** Start of Extract **

From time to time, the Company is party to litigation.  The Company maintains insurance to cover certain actions and believes that resolution of such litigation will not have a material adverse effect on the Company.

 

(9) Capital Structure

 

Summarized below are the classes of interests that have been authorized:

 

a)                                     Class I Interest Units (Class I Units)

 

b)                                     Class M Management Incentive Units (Class M Units).

 

Effective July 29, 2012, the Members approved the Amended and Restated Limited Liability Company Agreement (the Agreement).

 

Class I Units

 

Class I Units are issued to Members from time to time in exchange for a Member’s capital commitment to make cash contributions when called by the Company pursuant to the terms as described in the Agreement.

 

15



 

The Company is authorized to issue as many Class I Units as its board of managers approves.  Total capital commitments and contributions associated with outstanding Class I Units are as follows:

 

 

 

December 31

 

 

 

2015

 

2014

 

 

 

(In thousands)

** End of Extract **
** Start of Entries shown **

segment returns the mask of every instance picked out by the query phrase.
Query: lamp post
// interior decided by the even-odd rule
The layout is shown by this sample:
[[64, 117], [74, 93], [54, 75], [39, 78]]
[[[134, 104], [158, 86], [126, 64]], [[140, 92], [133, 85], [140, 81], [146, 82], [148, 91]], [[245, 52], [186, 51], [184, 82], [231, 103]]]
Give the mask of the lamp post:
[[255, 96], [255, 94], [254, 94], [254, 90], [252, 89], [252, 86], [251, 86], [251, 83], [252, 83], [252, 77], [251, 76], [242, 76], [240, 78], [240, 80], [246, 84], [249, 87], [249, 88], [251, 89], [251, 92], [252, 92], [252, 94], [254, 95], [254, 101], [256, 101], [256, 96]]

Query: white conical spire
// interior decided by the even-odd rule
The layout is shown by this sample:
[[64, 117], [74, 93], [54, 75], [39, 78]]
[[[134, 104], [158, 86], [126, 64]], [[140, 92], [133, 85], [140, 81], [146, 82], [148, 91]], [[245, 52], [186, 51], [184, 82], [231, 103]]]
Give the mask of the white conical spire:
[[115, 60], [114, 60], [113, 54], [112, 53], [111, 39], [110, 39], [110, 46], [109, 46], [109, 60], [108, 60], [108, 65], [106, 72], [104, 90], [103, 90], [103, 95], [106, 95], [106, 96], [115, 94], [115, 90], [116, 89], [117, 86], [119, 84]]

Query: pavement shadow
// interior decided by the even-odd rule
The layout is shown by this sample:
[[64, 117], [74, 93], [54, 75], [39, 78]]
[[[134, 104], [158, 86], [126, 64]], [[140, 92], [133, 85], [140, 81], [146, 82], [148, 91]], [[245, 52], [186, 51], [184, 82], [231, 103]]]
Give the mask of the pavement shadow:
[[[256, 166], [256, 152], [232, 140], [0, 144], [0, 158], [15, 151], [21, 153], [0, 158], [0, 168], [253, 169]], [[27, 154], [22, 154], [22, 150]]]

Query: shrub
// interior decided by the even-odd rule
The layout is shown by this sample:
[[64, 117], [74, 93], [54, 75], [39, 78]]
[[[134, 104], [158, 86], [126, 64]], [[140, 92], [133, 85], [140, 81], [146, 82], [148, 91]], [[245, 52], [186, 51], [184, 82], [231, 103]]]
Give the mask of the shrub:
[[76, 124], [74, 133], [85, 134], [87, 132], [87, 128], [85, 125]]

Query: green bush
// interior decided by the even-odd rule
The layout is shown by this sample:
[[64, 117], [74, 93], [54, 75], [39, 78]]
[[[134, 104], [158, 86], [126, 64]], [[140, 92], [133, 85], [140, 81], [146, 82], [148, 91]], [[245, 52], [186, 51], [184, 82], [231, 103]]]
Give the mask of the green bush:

** End of Entries shown **

#### Set task A
Print the portion of the capital structure excerpt that opens with the words containing "From time to time, the" and closes with "on the Company.".
#### Set task B
According to the capital structure excerpt, as of what date did the Members approve the Amended and Restated Limited Liability Company Agreement?

#### Exercise solution A
From time to time, the Company is party to litigation.  The Company maintains insurance to cover certain actions and believes that resolution of such litigation will not have a material adverse effect on the Company.

#### Exercise solution B
July 29, 2012.